* The request *
Your output must consist solely of the lines from the one containing "Guideline: for every instance of the white icing" through the end of the records, reproduced exactly.

* Supplied data *
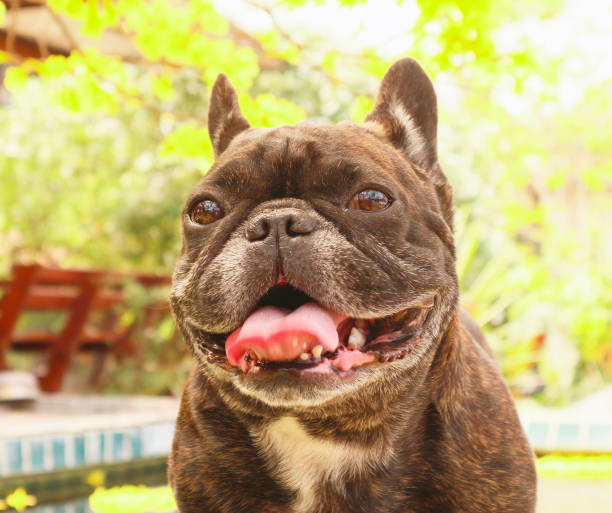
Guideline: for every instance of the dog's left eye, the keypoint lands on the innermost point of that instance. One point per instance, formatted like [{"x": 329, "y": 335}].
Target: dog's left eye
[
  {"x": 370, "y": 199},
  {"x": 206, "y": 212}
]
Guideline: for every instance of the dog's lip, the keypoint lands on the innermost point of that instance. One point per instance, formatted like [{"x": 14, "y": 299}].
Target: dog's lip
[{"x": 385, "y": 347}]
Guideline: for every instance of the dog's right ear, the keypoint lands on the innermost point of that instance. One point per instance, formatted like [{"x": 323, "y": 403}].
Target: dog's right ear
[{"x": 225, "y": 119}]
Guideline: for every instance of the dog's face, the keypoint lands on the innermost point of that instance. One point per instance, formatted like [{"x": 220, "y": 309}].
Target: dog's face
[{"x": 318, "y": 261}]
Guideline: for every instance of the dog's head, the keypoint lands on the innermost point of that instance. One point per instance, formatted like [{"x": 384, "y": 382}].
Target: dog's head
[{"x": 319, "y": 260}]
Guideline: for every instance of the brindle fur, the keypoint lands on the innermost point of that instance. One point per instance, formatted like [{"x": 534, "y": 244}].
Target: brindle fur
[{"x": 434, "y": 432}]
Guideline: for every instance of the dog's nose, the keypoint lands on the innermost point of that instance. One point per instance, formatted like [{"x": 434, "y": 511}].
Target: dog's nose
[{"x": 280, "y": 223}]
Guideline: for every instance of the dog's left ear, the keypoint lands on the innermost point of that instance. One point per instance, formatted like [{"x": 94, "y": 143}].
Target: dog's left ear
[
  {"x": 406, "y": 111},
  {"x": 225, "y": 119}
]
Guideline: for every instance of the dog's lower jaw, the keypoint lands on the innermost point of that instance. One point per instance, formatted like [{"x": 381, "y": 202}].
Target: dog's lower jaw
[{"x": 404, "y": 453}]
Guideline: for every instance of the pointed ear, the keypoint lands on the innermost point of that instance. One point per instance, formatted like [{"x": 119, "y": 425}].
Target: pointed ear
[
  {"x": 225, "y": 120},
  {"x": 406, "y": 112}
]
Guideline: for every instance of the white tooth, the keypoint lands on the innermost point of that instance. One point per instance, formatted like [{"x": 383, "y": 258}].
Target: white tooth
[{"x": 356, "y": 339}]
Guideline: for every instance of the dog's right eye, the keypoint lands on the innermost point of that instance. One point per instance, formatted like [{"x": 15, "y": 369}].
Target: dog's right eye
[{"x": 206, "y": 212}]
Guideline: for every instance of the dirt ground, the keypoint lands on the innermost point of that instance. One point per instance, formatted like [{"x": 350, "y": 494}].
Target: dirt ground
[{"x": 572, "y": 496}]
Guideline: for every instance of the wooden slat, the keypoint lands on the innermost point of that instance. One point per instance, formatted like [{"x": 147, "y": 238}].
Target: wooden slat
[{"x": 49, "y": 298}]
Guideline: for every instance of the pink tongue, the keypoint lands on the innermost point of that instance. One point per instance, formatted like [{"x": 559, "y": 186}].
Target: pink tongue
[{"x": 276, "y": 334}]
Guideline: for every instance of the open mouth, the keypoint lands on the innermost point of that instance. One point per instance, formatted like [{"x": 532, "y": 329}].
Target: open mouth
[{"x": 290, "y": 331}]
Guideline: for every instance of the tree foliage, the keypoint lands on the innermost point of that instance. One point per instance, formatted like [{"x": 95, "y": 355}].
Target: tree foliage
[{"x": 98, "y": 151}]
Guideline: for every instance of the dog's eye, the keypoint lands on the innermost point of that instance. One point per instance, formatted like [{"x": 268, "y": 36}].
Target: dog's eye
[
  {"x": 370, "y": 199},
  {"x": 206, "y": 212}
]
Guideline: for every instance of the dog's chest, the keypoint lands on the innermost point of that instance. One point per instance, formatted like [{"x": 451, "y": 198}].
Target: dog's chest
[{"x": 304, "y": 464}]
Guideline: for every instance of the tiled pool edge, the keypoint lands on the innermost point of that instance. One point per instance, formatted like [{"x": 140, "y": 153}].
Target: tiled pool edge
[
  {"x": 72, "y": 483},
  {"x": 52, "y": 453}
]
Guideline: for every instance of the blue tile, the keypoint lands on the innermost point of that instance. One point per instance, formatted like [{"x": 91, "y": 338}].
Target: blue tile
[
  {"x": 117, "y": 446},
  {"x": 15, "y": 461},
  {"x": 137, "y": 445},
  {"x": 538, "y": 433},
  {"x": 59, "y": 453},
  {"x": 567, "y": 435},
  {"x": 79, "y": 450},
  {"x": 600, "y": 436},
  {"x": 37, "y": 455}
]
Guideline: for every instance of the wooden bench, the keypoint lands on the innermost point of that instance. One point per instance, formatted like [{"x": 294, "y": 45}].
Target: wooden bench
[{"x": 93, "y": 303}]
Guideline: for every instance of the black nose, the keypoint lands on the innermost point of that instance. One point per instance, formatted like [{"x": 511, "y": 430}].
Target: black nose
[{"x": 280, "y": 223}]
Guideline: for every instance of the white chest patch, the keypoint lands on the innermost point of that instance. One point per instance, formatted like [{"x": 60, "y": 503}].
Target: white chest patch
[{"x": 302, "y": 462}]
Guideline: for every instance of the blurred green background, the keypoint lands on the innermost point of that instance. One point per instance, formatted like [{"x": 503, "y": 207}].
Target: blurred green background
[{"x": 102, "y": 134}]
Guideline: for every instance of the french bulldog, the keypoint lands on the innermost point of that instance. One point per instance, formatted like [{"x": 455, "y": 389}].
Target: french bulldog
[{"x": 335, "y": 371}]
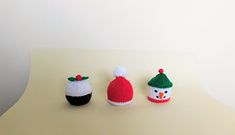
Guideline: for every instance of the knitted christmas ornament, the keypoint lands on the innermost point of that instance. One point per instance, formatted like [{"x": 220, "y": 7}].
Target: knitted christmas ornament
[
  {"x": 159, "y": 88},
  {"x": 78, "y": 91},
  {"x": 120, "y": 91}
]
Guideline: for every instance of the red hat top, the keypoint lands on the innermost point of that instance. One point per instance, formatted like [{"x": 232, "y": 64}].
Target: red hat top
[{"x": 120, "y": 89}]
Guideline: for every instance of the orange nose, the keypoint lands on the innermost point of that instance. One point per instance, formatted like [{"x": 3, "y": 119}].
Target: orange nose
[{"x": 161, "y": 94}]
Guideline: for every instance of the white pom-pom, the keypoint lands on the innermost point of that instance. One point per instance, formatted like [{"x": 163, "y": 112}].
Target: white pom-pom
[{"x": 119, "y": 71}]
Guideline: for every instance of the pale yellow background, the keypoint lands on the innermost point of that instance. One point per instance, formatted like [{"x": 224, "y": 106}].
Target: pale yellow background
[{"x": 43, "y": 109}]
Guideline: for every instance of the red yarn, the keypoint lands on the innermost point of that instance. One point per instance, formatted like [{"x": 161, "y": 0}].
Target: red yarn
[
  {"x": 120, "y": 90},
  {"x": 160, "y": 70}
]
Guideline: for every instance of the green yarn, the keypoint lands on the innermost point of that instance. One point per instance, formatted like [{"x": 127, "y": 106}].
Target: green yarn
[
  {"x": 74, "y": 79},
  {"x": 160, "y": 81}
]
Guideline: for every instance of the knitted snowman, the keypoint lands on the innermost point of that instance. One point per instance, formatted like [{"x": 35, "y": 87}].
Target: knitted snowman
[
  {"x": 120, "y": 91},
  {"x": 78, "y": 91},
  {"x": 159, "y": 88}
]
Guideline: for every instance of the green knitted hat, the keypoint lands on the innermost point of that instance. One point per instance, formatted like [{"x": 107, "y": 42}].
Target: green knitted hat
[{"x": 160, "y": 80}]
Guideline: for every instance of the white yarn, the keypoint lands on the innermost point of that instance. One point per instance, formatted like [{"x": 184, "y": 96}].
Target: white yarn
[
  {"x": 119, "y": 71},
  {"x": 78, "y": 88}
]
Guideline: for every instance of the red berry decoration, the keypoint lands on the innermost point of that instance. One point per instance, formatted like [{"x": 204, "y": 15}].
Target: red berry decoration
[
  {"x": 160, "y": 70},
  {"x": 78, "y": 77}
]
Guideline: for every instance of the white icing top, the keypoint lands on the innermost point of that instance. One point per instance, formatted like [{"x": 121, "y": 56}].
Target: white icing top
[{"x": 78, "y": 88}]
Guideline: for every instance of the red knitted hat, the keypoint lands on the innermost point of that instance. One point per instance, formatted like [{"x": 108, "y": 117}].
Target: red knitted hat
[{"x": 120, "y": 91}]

* Completed exercise *
Guideline: for every instance of the white icing top, the keypoint lands on the innermost point of that instance. One point per instance, formatted like [{"x": 121, "y": 56}].
Target: white icing top
[{"x": 78, "y": 88}]
Guideline: for every instance of the red knitted hat, the keypoint lands on the innermost point of that instance. One point per instance, formatted like [{"x": 108, "y": 117}].
Target: red knitted hat
[{"x": 120, "y": 91}]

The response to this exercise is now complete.